### Aim
Print only the line with "[point] at the blurred orange" and the lines after it, ending with the last line of the material, each exactly as it stands.

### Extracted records
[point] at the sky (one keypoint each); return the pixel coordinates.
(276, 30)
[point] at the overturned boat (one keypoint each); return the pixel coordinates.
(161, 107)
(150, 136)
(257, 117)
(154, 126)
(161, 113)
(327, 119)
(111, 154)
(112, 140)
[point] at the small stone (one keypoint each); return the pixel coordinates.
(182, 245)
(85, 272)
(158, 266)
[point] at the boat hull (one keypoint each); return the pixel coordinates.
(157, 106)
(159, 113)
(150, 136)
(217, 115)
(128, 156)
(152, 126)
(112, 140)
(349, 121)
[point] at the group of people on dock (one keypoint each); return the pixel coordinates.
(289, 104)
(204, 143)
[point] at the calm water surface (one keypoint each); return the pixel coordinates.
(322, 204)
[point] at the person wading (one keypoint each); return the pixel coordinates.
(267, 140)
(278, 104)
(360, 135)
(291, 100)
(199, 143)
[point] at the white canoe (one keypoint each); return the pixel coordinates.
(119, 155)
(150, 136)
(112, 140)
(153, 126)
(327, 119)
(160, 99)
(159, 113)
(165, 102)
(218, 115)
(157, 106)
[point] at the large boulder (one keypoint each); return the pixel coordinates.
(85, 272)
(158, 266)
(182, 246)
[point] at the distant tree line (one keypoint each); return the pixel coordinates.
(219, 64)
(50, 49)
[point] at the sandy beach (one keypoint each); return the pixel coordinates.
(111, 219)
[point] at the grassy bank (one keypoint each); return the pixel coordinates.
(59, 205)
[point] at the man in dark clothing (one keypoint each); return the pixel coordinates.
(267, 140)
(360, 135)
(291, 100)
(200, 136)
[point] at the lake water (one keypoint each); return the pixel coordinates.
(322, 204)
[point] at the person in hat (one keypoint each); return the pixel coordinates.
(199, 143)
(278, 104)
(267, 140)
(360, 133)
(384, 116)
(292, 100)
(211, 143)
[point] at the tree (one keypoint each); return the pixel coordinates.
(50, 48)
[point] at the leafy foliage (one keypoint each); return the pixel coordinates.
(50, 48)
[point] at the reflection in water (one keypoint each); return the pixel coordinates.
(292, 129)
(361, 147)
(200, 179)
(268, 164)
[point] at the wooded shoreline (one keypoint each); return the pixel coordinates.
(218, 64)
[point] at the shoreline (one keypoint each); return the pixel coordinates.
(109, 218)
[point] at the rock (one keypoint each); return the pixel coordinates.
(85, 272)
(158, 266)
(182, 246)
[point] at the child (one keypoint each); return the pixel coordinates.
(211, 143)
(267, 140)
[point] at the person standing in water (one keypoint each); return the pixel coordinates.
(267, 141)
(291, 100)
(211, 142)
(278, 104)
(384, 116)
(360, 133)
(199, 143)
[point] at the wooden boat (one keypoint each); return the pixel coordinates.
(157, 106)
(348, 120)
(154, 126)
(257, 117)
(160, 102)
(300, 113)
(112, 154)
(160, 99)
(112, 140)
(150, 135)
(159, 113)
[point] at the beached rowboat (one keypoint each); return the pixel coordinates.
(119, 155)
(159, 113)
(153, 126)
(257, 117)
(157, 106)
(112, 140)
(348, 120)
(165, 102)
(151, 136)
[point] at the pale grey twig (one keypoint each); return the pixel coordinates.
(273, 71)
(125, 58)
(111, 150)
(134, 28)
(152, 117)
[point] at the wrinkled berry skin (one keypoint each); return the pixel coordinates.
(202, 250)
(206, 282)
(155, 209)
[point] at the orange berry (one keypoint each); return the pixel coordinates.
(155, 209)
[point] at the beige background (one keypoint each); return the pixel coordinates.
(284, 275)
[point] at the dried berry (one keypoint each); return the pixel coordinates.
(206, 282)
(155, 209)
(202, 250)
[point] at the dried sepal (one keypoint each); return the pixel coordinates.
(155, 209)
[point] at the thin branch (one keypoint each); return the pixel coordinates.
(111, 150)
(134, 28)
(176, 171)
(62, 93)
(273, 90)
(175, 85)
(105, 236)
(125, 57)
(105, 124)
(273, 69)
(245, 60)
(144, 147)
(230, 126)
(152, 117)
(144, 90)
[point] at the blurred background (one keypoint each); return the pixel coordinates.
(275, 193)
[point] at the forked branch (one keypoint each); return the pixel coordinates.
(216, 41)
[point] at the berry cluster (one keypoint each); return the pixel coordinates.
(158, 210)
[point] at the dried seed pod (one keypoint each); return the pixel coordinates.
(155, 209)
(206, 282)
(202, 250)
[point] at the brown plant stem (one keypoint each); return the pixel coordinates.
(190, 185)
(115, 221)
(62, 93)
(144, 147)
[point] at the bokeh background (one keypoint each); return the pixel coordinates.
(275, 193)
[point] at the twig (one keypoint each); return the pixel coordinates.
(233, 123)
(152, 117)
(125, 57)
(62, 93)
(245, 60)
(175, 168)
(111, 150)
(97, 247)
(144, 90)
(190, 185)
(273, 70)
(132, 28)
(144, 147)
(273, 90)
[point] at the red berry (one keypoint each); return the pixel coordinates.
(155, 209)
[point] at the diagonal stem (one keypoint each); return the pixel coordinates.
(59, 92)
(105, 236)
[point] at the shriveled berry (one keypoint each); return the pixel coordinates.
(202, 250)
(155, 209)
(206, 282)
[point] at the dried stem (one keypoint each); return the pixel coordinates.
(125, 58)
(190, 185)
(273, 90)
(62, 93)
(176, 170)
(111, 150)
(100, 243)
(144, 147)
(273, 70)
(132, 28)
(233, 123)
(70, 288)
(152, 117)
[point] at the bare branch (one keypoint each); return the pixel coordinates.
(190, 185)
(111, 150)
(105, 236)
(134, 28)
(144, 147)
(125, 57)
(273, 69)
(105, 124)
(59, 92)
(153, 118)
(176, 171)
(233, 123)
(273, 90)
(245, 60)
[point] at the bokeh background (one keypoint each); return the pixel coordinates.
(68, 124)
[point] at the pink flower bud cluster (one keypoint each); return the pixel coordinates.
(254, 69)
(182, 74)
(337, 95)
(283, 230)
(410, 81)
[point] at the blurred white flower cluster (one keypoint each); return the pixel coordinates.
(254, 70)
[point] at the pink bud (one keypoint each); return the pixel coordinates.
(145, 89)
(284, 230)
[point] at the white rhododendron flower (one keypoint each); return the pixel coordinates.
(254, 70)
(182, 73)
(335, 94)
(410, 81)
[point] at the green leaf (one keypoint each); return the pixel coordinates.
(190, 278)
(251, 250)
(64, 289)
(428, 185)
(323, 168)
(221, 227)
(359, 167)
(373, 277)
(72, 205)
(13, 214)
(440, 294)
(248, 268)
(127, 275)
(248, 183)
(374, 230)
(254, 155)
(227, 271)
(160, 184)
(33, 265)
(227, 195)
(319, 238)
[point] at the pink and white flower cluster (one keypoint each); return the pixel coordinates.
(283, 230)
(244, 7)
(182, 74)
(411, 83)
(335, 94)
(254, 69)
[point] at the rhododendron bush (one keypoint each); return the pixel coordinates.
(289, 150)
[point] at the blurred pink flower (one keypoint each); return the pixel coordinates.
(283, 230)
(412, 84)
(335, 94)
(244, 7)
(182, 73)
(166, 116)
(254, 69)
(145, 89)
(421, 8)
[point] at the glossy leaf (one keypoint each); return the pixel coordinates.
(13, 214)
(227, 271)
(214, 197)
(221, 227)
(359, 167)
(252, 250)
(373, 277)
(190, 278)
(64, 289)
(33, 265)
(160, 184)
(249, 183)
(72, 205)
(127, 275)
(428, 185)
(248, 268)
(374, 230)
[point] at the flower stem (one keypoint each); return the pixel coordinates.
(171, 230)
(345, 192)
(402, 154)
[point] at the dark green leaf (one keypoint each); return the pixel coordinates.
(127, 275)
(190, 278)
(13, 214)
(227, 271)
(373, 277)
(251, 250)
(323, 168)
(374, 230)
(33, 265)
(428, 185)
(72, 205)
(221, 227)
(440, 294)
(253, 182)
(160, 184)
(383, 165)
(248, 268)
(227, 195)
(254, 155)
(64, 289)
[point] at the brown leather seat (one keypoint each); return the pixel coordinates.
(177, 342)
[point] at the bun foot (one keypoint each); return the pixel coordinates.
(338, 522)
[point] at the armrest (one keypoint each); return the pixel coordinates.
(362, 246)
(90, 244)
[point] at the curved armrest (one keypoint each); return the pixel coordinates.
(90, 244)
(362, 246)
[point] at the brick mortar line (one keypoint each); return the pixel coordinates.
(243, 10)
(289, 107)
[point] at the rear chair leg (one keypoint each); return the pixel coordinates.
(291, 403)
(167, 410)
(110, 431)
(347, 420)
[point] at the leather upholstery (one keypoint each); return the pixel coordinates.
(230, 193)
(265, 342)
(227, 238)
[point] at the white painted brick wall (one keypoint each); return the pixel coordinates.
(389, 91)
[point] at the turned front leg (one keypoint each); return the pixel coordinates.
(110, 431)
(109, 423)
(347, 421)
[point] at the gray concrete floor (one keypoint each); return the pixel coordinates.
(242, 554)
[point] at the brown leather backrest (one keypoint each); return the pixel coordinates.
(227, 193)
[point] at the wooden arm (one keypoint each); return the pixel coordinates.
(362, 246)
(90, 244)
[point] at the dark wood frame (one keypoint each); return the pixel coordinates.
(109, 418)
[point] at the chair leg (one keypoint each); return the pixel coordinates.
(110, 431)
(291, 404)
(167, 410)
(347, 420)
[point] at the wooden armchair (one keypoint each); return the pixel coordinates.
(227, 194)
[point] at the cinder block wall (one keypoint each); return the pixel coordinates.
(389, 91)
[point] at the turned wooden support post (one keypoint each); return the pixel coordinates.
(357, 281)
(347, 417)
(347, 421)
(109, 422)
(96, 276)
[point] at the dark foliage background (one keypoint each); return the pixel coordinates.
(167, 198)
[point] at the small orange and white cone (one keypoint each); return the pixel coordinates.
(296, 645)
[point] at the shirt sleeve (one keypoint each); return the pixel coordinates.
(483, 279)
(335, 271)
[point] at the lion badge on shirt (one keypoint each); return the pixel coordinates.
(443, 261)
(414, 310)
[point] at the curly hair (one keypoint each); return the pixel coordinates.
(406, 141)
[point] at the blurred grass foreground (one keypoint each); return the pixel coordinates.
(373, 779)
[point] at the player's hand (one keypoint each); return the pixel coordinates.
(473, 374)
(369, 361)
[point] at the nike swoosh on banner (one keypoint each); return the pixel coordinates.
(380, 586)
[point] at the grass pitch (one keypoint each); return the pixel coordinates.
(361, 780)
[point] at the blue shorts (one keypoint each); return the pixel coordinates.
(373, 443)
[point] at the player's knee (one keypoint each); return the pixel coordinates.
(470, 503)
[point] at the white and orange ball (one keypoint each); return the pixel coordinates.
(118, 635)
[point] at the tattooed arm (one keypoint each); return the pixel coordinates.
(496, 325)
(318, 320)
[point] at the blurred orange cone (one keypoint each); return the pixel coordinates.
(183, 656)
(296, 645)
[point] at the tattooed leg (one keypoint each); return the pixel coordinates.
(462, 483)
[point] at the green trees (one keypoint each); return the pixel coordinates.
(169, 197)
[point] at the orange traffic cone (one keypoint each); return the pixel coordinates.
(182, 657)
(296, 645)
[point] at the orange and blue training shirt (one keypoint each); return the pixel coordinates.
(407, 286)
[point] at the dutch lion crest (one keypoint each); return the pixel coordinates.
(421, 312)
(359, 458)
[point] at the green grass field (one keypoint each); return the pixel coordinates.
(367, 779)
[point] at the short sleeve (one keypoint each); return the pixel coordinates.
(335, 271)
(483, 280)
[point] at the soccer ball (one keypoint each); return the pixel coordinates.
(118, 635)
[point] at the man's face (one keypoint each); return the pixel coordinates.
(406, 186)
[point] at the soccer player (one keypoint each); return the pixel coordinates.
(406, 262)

### Output of the exercise
[point] at the blurred orange cone (one keypoint each); return the pixel coordinates.
(183, 656)
(296, 645)
[point] at the tattooed leg (one keypoint each); return the pixel coordinates.
(462, 483)
[point] at the green trees (one keypoint each); return the pixel coordinates.
(169, 197)
[point] at the orange traffic cone (one keypoint each); return the pixel coordinates.
(182, 657)
(296, 645)
[point] at the orange and blue training shirt (one keypoint each); return the pixel coordinates.
(407, 286)
[point] at the dutch lion crest (one keypoint each); return the pixel coordinates.
(421, 312)
(359, 458)
[point] at the green grass field (one keypoint each); return the pixel coordinates.
(367, 779)
[point] at the short sleeve (one keypoint each); return the pixel coordinates.
(335, 271)
(483, 280)
[point] at the soccer ball (one keypoint each); return the pixel coordinates.
(118, 635)
[point] at the man's face (one keypoint each); return the pixel coordinates.
(406, 186)
[point] at the soccer player (one keypoint each); return the pixel coordinates.
(406, 262)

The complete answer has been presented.